__ARBEITSAUFTRAG__.
Liste jede Zeile der nachstehenden Datensätze auf, in der das Wort „foot“ vorkommt.

__Datensätze aus dem Dataset__.
——

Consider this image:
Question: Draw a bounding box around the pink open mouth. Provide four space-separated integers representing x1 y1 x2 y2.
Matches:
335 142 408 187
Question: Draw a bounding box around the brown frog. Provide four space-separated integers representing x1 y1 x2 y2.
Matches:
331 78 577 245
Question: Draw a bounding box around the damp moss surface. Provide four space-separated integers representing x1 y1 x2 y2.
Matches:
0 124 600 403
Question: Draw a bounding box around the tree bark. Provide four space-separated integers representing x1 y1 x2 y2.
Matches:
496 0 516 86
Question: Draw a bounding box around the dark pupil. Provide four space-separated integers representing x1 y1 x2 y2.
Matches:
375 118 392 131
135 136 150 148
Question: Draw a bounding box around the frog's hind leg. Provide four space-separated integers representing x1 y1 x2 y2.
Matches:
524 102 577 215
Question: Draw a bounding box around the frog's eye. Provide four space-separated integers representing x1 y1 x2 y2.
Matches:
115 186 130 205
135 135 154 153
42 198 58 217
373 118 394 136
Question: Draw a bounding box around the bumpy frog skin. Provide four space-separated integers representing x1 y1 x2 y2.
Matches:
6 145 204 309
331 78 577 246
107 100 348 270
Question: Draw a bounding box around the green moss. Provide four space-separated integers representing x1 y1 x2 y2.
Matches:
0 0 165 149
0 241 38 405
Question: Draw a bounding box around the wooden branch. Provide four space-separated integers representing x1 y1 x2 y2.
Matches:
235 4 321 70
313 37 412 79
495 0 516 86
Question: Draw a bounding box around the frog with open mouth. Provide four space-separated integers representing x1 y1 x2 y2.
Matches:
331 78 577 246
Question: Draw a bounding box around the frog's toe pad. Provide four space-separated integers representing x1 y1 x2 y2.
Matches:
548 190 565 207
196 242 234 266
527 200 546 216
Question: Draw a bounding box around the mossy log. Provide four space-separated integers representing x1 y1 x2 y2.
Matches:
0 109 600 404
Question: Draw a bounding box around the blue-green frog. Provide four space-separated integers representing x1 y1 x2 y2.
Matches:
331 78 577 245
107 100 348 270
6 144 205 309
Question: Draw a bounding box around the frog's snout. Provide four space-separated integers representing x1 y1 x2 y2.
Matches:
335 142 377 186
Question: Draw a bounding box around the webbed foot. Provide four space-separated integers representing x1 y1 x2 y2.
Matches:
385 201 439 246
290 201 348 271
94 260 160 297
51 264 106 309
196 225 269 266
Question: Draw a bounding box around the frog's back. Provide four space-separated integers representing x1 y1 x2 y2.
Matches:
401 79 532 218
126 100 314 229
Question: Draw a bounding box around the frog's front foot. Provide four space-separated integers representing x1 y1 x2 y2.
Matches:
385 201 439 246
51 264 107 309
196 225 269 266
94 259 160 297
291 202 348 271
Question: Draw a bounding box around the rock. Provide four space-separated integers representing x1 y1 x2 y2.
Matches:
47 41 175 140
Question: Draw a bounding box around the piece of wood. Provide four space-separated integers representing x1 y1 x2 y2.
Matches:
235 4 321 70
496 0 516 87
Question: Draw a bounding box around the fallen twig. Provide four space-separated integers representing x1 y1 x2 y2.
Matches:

——

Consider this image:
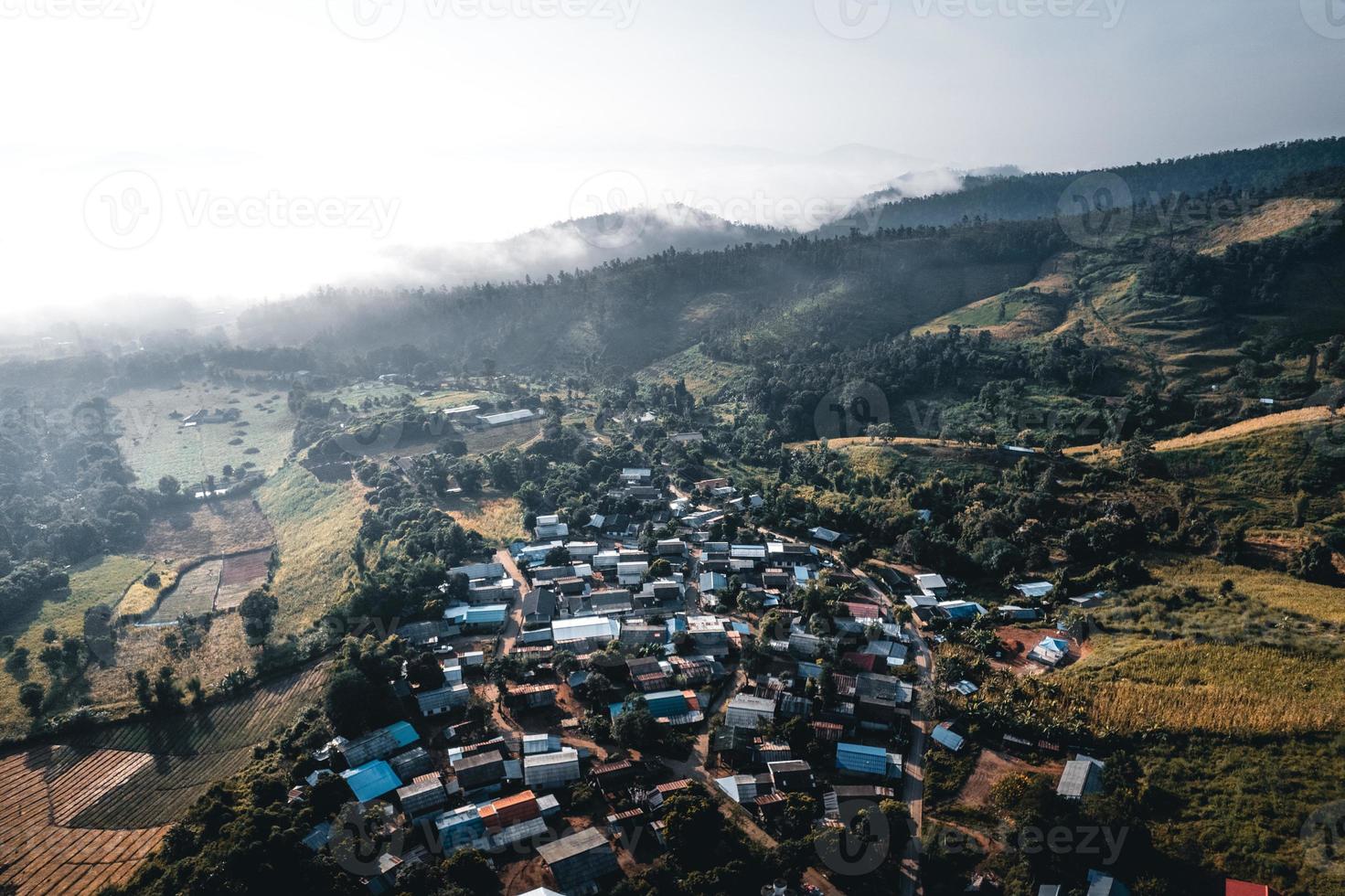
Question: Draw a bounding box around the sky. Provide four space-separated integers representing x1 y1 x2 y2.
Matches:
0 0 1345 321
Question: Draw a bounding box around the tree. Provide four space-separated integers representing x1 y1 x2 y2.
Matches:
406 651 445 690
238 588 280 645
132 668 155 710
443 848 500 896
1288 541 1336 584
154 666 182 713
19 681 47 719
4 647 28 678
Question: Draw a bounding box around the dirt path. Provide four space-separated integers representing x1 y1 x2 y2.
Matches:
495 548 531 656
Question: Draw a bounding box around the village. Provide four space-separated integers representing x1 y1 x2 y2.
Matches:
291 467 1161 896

——

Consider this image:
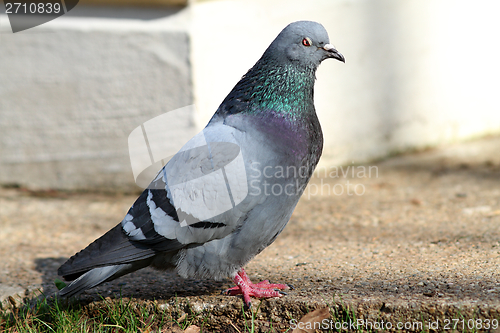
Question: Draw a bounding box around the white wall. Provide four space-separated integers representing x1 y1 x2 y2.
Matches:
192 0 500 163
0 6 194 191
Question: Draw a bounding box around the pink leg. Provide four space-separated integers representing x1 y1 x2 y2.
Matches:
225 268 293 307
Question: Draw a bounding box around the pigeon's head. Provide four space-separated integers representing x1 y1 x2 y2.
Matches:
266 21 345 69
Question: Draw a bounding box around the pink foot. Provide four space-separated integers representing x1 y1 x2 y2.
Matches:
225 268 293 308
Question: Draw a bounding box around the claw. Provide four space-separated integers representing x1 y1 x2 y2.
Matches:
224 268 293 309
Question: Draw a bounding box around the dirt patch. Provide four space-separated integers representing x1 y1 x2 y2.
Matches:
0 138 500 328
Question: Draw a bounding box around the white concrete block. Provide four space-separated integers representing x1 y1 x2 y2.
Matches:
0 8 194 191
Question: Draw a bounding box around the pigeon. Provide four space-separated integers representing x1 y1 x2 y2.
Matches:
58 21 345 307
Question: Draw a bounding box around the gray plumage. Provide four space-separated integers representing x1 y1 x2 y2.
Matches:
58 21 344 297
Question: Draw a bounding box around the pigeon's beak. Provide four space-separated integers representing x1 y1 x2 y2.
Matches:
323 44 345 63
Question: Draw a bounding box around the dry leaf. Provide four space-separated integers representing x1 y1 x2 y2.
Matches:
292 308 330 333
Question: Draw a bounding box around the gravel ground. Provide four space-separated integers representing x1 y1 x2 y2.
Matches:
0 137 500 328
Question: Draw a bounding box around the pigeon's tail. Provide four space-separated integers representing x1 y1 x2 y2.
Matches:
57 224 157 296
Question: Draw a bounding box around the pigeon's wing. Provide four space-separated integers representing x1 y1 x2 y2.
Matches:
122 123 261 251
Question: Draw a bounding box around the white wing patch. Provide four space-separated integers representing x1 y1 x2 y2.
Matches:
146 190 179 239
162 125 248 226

——

__ANTWORT__.
Question: Draw a bounding box around the webbed foot. Provide four space-separated integers representing x1 y1 x2 y2.
Question: Draw a bounding box around the frog's front foot. Provide four space-separated integers representing x1 y1 x2 y2.
Question: Draw a bounding box around the pink foot. Provide four space-separated integers representing x1 y1 x2 y2.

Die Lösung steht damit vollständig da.